---------- STORED RECORDS

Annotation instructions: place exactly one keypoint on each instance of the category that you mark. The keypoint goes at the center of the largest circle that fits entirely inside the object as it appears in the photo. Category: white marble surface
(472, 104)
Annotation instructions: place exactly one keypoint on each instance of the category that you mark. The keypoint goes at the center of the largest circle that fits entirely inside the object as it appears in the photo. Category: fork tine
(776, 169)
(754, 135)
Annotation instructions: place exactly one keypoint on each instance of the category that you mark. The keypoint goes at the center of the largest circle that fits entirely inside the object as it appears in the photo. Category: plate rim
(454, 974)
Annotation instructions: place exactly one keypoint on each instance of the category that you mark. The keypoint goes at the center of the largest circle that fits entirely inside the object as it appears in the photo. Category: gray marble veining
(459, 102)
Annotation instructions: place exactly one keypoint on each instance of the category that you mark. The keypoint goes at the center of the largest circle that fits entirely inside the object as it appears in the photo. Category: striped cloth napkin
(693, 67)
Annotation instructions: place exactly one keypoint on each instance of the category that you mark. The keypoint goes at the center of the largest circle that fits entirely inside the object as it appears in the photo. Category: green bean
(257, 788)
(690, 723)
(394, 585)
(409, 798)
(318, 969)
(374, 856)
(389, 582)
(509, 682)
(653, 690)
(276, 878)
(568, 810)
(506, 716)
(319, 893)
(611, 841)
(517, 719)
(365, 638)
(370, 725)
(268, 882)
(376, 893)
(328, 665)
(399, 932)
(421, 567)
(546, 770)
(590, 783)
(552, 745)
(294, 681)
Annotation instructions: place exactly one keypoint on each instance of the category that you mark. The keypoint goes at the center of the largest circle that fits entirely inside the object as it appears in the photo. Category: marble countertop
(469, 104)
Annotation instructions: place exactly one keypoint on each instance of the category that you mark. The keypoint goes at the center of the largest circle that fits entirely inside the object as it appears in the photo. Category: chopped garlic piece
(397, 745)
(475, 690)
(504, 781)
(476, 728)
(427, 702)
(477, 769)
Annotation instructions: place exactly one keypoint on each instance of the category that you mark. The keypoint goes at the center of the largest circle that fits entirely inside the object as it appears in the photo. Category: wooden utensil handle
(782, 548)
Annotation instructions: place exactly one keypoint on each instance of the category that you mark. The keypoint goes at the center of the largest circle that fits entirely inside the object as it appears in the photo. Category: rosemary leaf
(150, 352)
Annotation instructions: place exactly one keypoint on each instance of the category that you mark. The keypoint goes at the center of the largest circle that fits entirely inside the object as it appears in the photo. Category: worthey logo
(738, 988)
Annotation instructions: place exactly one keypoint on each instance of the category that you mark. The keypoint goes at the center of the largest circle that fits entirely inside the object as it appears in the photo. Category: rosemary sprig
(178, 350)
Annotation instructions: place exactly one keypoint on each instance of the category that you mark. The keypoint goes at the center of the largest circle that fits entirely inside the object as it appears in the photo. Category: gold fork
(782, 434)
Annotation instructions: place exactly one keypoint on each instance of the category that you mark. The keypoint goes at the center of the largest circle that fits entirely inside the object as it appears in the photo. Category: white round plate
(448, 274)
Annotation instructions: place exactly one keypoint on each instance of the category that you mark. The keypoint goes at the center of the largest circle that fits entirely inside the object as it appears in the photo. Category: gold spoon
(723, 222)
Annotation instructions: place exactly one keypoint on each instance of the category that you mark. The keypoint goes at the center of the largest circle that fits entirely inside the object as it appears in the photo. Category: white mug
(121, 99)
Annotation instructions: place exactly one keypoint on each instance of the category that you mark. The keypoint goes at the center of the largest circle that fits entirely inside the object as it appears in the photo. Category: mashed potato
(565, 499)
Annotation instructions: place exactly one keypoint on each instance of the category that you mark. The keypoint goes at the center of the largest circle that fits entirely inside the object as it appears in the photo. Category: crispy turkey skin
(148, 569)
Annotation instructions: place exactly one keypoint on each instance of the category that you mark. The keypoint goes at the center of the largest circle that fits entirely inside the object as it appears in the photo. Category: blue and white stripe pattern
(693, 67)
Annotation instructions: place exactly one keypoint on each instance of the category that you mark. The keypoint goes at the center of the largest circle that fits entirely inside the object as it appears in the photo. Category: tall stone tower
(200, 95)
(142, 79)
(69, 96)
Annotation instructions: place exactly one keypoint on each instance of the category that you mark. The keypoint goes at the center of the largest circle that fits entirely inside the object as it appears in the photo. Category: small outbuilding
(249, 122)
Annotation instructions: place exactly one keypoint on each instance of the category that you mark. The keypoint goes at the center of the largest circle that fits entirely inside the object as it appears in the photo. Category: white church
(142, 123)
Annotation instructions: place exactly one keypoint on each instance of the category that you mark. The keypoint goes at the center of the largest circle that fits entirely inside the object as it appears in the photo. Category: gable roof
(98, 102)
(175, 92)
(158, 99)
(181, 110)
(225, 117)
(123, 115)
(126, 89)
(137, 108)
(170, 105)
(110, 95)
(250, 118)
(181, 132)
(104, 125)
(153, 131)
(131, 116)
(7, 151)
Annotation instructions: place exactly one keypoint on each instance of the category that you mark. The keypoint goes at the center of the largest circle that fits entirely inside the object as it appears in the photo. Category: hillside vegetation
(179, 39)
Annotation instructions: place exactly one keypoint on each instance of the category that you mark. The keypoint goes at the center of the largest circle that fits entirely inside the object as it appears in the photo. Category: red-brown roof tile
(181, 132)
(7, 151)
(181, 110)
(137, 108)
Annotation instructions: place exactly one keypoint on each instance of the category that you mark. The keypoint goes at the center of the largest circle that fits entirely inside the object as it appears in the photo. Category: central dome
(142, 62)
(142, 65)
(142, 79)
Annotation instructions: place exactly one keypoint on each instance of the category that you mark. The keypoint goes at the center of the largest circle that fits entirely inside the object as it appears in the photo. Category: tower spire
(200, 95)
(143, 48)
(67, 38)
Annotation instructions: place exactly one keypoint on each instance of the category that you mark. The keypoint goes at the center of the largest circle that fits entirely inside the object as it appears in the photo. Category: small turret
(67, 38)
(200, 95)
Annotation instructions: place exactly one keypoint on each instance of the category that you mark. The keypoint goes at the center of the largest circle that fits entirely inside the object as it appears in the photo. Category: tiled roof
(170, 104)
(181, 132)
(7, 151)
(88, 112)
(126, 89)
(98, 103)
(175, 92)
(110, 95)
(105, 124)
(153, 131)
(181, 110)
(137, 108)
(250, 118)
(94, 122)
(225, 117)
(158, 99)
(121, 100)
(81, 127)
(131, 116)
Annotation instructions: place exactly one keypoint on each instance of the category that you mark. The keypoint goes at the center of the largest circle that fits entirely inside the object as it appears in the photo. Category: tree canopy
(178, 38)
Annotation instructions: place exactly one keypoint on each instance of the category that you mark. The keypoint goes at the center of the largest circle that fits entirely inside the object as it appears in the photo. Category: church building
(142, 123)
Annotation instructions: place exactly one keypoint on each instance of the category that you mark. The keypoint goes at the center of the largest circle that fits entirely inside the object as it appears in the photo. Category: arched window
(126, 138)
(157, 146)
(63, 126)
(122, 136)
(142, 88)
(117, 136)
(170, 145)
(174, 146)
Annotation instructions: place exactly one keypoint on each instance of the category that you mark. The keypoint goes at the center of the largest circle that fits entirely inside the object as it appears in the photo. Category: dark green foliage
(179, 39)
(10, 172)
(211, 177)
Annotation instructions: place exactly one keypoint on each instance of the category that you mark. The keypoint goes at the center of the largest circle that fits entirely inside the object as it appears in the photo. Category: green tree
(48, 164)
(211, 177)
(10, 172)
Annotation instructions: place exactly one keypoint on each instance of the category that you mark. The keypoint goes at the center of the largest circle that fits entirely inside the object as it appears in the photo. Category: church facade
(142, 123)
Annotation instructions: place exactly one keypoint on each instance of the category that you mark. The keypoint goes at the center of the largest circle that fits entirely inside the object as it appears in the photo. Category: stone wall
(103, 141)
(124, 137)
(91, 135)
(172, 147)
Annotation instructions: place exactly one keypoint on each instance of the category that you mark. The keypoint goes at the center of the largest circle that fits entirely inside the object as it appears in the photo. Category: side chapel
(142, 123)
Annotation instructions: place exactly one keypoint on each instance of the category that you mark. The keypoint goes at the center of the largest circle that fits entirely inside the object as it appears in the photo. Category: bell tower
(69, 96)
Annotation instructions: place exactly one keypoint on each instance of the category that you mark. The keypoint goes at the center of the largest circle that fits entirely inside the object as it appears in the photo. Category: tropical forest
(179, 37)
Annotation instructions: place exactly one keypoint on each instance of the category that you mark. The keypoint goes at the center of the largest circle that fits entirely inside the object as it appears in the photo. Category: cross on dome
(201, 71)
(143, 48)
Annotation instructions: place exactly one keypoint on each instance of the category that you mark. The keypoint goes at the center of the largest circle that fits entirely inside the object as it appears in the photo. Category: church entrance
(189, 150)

--------------------

*GIVEN PROBLEM*
Repeat, word for word, every line from the line that contains "Category: tropical forest" to the end of the entries; include both of those lines and no others.

*RESULT FOR THIS TASK*
Annotation instructions: place exactly one keypoint on each instance of the category that you mark. The keypoint goes at the center of the largest circle that fits entirely inside the object as it appears in the photo. Category: tropical forest
(179, 37)
Annotation instructions: place exactly one keypoint on each instance of the category that you mark. The keypoint goes at the center of the largest circle that fits entirely inside the object as it appears in the photo. Category: cross on dome
(201, 71)
(143, 48)
Annotation instructions: place exactly one keypoint on each instance of the category that you mark. The keypoint goes at the center of the largest circle that fits entirely inside the object as it appears in the photo. Category: church entrance
(189, 150)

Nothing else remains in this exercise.